EXERCISE DESCRIPTION: Write out the whole listing exactly as it stands.

* Start GIVEN INFORMATION *

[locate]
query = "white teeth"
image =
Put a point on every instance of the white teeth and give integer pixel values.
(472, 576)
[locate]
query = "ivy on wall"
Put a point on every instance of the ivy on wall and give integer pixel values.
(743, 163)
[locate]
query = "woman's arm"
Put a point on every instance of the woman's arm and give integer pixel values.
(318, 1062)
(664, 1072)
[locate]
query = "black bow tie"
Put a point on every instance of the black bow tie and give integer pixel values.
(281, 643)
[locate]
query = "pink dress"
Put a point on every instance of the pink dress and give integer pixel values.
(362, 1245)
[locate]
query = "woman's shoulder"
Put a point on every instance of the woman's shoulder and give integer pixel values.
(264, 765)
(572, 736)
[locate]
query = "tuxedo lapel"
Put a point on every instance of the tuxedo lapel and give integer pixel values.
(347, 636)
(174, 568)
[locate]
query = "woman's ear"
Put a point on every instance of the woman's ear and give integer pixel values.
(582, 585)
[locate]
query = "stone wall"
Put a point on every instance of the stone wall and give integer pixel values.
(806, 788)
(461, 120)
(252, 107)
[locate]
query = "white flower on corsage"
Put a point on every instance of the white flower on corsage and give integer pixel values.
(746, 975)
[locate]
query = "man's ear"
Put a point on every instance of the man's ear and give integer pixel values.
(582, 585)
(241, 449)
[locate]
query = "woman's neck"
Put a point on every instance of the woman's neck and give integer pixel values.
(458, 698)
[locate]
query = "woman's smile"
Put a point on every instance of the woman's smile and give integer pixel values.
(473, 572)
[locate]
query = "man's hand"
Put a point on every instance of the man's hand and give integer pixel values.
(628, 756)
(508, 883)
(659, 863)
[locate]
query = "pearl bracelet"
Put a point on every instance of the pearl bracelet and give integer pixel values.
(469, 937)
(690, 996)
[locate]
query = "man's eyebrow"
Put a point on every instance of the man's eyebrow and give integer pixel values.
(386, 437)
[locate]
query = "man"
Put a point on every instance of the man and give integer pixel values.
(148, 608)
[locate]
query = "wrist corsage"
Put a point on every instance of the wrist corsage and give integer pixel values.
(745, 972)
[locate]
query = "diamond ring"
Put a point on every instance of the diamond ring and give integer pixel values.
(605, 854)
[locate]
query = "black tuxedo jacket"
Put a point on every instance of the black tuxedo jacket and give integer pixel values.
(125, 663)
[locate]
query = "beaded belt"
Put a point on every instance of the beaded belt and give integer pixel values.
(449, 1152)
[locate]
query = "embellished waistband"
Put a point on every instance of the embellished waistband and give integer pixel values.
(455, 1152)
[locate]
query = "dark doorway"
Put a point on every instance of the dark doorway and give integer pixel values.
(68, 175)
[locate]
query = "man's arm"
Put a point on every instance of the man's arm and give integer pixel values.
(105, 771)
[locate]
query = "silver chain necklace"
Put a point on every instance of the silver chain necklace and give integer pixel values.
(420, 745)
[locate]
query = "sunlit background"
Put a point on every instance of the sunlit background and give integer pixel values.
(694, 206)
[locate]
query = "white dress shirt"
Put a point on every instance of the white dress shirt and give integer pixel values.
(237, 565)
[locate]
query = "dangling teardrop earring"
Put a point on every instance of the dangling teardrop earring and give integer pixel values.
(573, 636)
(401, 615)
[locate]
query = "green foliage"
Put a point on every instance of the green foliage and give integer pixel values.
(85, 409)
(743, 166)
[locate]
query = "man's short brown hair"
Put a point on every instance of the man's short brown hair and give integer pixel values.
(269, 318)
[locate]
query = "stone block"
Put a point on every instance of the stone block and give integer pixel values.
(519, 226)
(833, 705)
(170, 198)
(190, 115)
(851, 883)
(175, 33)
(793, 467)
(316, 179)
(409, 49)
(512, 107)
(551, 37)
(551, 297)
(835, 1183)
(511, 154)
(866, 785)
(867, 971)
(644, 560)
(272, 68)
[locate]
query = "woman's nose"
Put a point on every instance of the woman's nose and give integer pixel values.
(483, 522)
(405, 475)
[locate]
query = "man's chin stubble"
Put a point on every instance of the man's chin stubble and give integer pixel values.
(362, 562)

* End GIVEN INFORMATION *

COMPLETE OUTPUT:
[locate]
query = "white teeth"
image =
Put a point on every instance of the white teeth and give integer pixel values.
(472, 576)
[locate]
query = "ivy on wall"
Put a point on every instance of the ivy on wall and give integer pixel values.
(743, 163)
[locate]
query = "woman's arm"
Put a point on every instance of the woman's arm and give integer pixel values.
(318, 1062)
(664, 1072)
[locate]
query = "black bow tie"
Put a point on every instance of the black bow tie and give integer pixel values.
(281, 643)
[locate]
query = "pink dress"
Put a point on every instance of the pink dress and give integer pixel values.
(362, 1245)
[locate]
query = "woman's shoulder"
Put a point on every instance of the woman's shoulder and give integer pixel values.
(264, 765)
(572, 736)
[locate]
query = "tuxedo lapel"
Put a point on every instance of the tuxedo lapel and give integer pixel values.
(347, 636)
(174, 568)
[locate]
query = "woman's ear"
Put a point on every instance of the woman's ear and give integer pixel values.
(582, 585)
[locate]
query = "stone wall"
Put a point on every instance of the stone wall and give integer pixel values.
(806, 788)
(461, 120)
(252, 107)
[locate]
query = "white flower on corsage"
Put a point on every instance of the white flower on corsage and give integer pixel values.
(746, 975)
[locate]
query = "man's ear"
Put a point on every instance of the man's ear and give integer pixel values.
(582, 585)
(241, 449)
[locate]
query = "woman's neck"
Put a point on every instance of the woman's neck and give integer pixel values.
(458, 698)
[locate]
query = "woman's smile"
Put a point on every instance of the woman's smile and give integer pixel values.
(473, 572)
[locate]
query = "man's hand"
Put a point on every instance of the man's hand and give integer pixel values.
(628, 756)
(508, 883)
(659, 863)
[locate]
query = "pearl bracelet"
Put a point on every instance of the pearl bracelet and give integer pixel values.
(469, 937)
(690, 996)
[locate]
query = "man's eyebrow"
Put a point on every instance of the man's eyebrow and give integer pixel values.
(386, 437)
[locate]
query = "man"
Put a point on every instance of the man and give integer pixel values.
(148, 608)
[locate]
query = "wrist corsage"
Put a point on every instance of the wrist corsage and give integer pixel values.
(745, 972)
[locate]
query = "diamond ring"
Put a point on every instance of the diamond ring and give integer pixel values.
(605, 854)
[locate]
query = "black tuxedo jacket"
Put a point on every instance of the black tuxedo jacket and give integer pixel values.
(125, 663)
[locate]
query = "beaded belt"
Put a point on every instance of the beaded belt and give integer pixel values.
(449, 1152)
[locate]
query = "embellished waistband"
Put a point on every instance of the embellished waistband and give integer pixel values.
(455, 1152)
[locate]
query = "dark doorway"
Put a point on every instance of the dark doorway and give integer pixel values.
(68, 175)
[locate]
query = "man's arm"
Put a point on every instance of the man's arm and give integer pixel values.
(105, 771)
[locate]
query = "silver chain necklace"
Put a point on every instance of the silver chain necklace and give integer pixel values.
(420, 745)
[locate]
query = "sunlit background"
Put a point on every instance of the sunlit background and give integer pixel values.
(694, 206)
[locate]
query = "white dress shirt"
Put a point on every instance of the white dress shirt and give integer pixel values.
(237, 565)
[locate]
query = "dangling teardrop earring"
Put a point on every instance of the dangling teardrop earring and give integer pixel values.
(573, 636)
(401, 615)
[locate]
query = "green foliage"
Put a point on every instance of the green foliage and give integer pixel values.
(85, 409)
(743, 166)
[locate]
query = "man's short brown hair"
Put a point on every instance of the man's short brown hair and give integer pixel values.
(269, 318)
[locate]
query = "stone block"
Put a point on every instance of the stone block and give integer pixel values.
(519, 226)
(833, 705)
(170, 198)
(190, 115)
(851, 883)
(175, 33)
(793, 467)
(316, 179)
(409, 49)
(512, 107)
(551, 37)
(551, 297)
(835, 1183)
(511, 154)
(866, 785)
(867, 971)
(644, 560)
(272, 68)
[locate]
query = "woman's nose"
Put a point on every instance of the woman's nose and give integer pixel values.
(483, 522)
(405, 475)
[locate]
query = "man's chin stubble"
Put a point on every instance of the man's chin stubble and give integer pixel values.
(362, 562)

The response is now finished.